The first modification stores old transitions (which are the moves from one state to the next by choosing an action) in a replay buffer. During training, we sample from this buffer. This technique increases efficiency and makes the data distribution more stationary. How is that? Now, think about what would happen if we had a couple of actions, and in each training step, we’d select a different one. We would always jump between the possibilities. With a replay buffer, we can detect trends in the distribution, making the selection of actions more stationary.
The second modification, target networks, is used when computing our targets. Generally, our target is to maximize the expected reward. The problem is, how do we know if our reward is not already the best possible one? The target networks help us solve this question. We use a network from an older update step and consider its Q-values as the target. This might sound difficult, thus let’s have a look at the update rule with target networks:
Q_θ(s, a) ← Q_θ(s, a) + α((r + γ maxₐ’ Qₜₐᵣ(s’, a’)) — Q_θ(s, a))
The difference is in the computation of the update goal. By minimizing the difference between our current value, Q_θ(s, a) and Qₜₐᵣ(s’, a’), we approach the target, abbreviated here as “tar”. And this target is the value of the target network.
Now, if we would not use such a target network but the current network Q_θ only, our target would constantly change: With every update of the network’s parameter, we’d get different Q-values. That’s why we use older networks (meaning from a few update steps before our current network) that serve as a fixed target. Its parameters are updated more slowly, making the target more stationary. In the end, we reduce the risk that our main network might end up chasing its own tail.
Put differently, think about a running competition. Every time you get close to the finish line, it moves back. This way, you never know how close you are to reaching the goal.
The two presented modifications, using a replay buffer and target networks, were used to help RL agents play Atari games, sometimes even at super-human level .
Deep deterministic policy gradient
So far, we have only considered discrete action spaces. In discrete action spaces, we have a fixed number of actions with only a single level of granularity. In contrast, think about an angle between a door and the wall. If we only have, say, two positions it can take, we have a discrete space. But we can place the door in any arbitrary position: Wide open, closed, 45 degrees ope, 30 degrees, 30.1 degrees, 30.01 degrees, and so on. That space is continuous and challenging to cover with both tabular methods and the Deep Q-learning approach.

- - -

(WRITTEN INSTRUCTION A):
Please give everything in the listing again, from its first line down to the line containing "[(134, 58), (164, 26), (8, 109), (60, 55)]", both included, with the requests unchanged and each coordinate in the answers scaled by 0.95 and rounded to a whole number, halves up. Reproduce only that range and omit the pictures.
The reinforcement learning text above and the listing below come from unrelated sources.

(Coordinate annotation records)
- - -

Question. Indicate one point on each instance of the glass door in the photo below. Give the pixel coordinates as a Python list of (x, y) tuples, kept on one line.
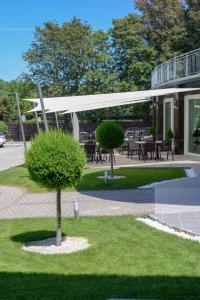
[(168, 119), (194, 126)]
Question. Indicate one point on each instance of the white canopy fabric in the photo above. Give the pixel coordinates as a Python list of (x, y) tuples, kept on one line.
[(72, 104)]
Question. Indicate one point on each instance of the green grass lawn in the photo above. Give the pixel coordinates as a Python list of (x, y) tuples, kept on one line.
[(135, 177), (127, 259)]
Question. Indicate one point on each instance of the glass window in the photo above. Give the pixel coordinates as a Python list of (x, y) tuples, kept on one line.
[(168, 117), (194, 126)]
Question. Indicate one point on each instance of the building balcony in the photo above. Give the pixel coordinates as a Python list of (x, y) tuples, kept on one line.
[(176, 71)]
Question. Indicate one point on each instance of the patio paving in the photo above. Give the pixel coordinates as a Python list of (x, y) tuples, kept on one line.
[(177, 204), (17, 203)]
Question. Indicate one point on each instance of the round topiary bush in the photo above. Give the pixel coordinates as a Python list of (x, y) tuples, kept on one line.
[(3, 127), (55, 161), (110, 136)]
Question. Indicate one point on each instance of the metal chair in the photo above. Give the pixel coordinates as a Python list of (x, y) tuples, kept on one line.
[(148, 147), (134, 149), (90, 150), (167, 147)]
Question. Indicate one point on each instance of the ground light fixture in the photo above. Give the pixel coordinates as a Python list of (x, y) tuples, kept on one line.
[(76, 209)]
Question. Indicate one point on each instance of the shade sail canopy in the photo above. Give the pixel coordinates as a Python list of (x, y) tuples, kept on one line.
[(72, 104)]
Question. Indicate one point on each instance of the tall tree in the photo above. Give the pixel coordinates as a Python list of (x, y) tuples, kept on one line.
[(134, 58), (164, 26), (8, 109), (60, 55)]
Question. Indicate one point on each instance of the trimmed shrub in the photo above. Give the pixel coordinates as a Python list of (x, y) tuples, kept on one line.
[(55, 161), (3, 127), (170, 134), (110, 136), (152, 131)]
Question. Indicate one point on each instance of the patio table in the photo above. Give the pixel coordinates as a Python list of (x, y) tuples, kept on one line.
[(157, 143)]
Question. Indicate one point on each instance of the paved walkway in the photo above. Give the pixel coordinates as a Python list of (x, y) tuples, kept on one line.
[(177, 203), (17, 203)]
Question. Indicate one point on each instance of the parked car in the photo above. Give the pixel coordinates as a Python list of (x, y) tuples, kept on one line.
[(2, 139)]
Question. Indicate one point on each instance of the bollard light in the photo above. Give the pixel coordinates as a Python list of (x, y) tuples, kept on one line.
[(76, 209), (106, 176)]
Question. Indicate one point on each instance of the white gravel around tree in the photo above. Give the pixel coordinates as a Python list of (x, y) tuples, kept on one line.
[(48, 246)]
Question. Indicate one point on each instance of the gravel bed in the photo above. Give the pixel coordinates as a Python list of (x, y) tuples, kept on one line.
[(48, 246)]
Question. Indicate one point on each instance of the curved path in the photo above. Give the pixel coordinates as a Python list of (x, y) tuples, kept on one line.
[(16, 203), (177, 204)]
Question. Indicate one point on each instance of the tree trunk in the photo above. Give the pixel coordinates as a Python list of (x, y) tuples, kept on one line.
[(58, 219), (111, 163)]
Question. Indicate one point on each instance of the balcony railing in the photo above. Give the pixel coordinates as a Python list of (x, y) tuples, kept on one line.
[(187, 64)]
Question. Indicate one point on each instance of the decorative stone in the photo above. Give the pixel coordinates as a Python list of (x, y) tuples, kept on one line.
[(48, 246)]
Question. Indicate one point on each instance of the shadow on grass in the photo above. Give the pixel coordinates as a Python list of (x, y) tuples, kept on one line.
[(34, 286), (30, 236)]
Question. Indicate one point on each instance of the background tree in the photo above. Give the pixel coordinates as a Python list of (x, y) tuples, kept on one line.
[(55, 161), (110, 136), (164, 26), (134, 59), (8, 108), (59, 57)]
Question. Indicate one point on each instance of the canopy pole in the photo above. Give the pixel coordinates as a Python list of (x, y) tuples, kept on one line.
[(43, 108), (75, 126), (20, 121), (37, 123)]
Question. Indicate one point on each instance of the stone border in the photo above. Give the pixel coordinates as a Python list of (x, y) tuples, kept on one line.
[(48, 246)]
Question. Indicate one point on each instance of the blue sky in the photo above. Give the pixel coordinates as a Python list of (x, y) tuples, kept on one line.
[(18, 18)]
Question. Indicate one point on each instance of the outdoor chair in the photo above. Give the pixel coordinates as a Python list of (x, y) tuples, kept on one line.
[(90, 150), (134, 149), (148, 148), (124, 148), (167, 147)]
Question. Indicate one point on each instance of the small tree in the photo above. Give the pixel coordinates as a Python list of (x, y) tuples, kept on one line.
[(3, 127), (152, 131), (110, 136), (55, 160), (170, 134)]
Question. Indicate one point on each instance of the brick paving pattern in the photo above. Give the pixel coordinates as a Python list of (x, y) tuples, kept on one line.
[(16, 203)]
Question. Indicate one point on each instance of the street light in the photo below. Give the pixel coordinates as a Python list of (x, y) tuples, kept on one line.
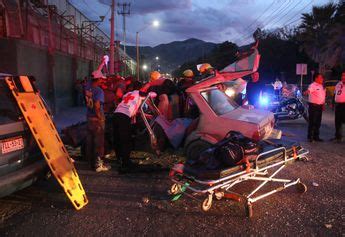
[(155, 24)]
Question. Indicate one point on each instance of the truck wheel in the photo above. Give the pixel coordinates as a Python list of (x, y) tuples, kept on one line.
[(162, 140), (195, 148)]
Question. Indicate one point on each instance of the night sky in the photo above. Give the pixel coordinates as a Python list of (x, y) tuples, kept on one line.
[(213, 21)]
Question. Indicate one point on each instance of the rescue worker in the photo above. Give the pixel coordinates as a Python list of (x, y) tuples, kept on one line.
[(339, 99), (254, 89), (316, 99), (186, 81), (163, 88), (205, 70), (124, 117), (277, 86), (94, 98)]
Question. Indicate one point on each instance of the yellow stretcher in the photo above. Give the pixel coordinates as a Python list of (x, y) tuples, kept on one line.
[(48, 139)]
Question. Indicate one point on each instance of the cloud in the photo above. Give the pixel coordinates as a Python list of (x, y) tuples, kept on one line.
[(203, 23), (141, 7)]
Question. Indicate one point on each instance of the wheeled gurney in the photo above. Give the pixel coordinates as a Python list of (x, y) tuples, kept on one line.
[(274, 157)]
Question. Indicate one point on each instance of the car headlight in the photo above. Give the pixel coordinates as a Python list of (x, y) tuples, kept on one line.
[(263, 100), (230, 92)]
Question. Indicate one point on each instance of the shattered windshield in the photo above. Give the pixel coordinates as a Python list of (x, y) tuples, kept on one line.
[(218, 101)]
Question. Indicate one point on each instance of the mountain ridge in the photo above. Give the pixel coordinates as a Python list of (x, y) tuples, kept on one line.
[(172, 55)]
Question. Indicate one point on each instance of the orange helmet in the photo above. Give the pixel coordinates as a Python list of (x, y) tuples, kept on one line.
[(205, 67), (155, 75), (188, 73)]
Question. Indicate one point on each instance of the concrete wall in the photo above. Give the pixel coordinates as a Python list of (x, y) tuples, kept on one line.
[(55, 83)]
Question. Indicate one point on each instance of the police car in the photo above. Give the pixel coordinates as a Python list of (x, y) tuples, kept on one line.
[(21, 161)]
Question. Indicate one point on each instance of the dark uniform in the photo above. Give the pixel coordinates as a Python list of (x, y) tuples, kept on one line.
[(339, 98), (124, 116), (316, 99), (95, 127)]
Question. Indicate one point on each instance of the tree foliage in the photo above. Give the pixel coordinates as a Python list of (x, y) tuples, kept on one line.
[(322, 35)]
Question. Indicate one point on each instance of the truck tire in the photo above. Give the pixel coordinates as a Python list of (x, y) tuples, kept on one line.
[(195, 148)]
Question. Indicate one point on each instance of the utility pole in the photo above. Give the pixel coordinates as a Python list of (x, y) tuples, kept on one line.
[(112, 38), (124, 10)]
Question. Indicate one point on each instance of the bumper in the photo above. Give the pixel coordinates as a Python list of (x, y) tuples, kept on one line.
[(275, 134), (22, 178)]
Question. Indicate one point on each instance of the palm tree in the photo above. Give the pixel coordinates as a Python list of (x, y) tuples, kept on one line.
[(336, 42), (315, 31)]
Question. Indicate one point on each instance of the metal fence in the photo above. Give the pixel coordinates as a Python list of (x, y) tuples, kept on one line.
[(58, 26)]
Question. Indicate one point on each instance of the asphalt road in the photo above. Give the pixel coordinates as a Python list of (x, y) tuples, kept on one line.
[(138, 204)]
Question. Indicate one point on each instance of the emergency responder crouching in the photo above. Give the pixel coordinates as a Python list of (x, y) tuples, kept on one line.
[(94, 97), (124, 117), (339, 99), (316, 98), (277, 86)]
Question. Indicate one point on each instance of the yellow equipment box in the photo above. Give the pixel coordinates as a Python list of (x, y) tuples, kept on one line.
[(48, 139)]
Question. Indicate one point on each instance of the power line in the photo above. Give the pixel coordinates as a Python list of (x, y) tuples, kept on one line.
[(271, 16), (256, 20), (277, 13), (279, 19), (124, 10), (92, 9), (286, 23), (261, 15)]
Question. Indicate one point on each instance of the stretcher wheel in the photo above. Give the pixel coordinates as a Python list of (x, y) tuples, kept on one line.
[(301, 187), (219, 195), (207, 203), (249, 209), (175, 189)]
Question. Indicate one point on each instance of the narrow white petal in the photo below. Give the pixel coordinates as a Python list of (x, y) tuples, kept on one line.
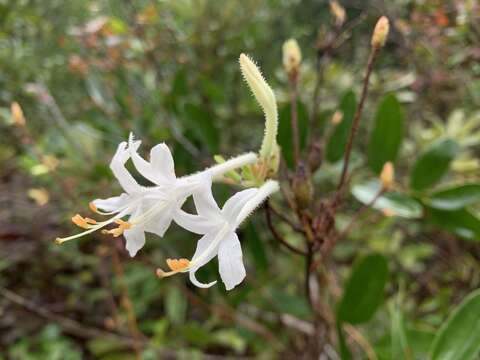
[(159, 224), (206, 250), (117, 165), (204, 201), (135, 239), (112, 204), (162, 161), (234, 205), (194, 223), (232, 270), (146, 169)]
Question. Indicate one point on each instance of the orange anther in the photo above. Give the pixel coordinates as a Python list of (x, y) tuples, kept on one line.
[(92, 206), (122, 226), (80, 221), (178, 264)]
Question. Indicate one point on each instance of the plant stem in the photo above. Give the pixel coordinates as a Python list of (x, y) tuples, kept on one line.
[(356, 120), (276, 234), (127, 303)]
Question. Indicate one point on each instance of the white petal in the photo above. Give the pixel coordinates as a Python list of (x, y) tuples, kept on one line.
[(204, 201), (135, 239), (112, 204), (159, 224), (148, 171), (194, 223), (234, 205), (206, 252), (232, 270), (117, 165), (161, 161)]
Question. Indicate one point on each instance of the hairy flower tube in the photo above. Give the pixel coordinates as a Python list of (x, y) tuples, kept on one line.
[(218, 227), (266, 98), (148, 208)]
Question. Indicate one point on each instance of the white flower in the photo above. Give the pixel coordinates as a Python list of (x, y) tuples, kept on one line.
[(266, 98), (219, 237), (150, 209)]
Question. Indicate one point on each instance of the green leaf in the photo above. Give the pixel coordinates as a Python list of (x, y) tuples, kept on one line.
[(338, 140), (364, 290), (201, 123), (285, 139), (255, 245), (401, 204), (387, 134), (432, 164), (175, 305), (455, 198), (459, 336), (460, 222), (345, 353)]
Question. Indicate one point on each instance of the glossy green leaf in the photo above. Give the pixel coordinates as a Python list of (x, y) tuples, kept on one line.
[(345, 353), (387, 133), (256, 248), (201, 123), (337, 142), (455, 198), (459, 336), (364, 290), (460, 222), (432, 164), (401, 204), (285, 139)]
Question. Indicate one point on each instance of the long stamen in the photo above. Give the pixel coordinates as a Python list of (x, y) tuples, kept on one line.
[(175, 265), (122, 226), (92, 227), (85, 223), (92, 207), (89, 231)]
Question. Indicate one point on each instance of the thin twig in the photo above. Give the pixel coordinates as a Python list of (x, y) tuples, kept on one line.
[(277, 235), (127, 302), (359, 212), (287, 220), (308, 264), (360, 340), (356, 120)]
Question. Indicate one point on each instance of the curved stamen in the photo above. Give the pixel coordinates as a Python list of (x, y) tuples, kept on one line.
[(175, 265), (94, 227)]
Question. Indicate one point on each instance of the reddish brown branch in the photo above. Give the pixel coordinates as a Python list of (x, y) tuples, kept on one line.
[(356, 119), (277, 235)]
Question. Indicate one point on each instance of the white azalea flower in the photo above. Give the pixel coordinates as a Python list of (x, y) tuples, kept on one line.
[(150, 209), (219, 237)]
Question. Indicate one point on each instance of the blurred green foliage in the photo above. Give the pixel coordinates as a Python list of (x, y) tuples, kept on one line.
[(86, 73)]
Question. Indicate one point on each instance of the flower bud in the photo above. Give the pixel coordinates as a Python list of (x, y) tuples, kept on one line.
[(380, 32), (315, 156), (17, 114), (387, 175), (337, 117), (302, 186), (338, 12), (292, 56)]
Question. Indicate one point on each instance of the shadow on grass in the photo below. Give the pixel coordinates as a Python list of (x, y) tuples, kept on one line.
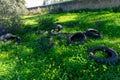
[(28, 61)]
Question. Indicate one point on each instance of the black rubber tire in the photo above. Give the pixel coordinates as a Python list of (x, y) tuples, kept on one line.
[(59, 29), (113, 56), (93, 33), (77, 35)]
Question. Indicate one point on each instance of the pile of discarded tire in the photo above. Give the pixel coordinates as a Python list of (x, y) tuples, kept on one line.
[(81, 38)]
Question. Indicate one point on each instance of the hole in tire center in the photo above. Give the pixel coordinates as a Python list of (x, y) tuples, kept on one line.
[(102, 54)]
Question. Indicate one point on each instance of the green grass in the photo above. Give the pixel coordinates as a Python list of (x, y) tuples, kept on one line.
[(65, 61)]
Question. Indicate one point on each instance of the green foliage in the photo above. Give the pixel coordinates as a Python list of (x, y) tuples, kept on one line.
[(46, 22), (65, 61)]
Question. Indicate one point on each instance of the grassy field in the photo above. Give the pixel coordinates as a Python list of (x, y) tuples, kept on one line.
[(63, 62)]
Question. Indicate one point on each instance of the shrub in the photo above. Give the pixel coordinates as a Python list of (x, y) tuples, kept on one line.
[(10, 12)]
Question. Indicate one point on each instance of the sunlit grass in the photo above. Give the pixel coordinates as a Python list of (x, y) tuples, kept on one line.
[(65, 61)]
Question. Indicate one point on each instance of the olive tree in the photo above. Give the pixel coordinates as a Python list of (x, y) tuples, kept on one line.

- - -

(WRITTEN INSTRUCTION B):
Reproduce everything in the reinforcement learning text from "The first modification" down to "actions more stationary." word for word.

(EXPECTED ANSWER A):
Question. Indicate one point on each instance of the glass door in the photo below. Give the pixel coordinates as a Python list of (x, y) tuples, kept on one line.
[(160, 113), (184, 120)]
Question. Indicate one point on each instance of the white canopy fabric in the photo above. Give the pixel coordinates as a Python list of (x, y) tuples, kept on one line.
[(68, 99)]
Question. Indicate one point on each instance of the green grass lawn in the photo above. Give the pixel coordinates as a Python list of (x, y) tuples, kept on one line.
[(128, 168), (121, 246)]
Question. Indicate one point on each instance of the glass window in the photo above. Give the pixel coordinates as a Python list of (x, y) tuples, kept on one line.
[(160, 111), (184, 120)]
Question. Indicate one point on each instance of the building balcony in the photo above. Give the pixel coordinates as a Python list of (x, y) tuples, kept on one line.
[(167, 67)]
Question. Indicate one point on each instance of the patio paving in the photo above. Give the pixel coordinates as a Python list of (x, y) tuples, kept on one line.
[(168, 194), (16, 193)]
Question. Indicate one point on each instance of the round topiary bush in the photo above. Give the pixel coordinates as a Python list of (x, y) tuples, kept on one line.
[(3, 121), (52, 153), (105, 129)]
Question. Indicate one point on each instance of the metal chair in the photo above. Give the pixel coordinates as a Python list of (x, y) tuples, kept on one line.
[(141, 140), (127, 142), (86, 143), (159, 140)]
Question. Indicate one point on each instance of the ground light fixture in the photo above. Give the pixel coordinates as a Python list of (x, y) tuples, kept on one line.
[(72, 199)]
Question. Indicate one point on each instance of the shade sail canopy in the photo above. Give the pixel coordinates as a Python list of (x, y) tuples, kept on one line.
[(68, 99)]
Question. Indicate one point on each instance of the tall tree in the photo above. Give the pixel coordinates as a Python list of (x, y) tuples, kept on one line.
[(127, 55), (156, 25), (8, 104), (57, 52)]

(EXPECTED ANSWER B):
The first modification stores old transitions (which are the moves from one state to the next by choosing an action) in a replay buffer. During training, we sample from this buffer. This technique increases efficiency and makes the data distribution more stationary. How is that? Now, think about what would happen if we had a couple of actions, and in each training step, we’d select a different one. We would always jump between the possibilities. With a replay buffer, we can detect trends in the distribution, making the selection of actions more stationary.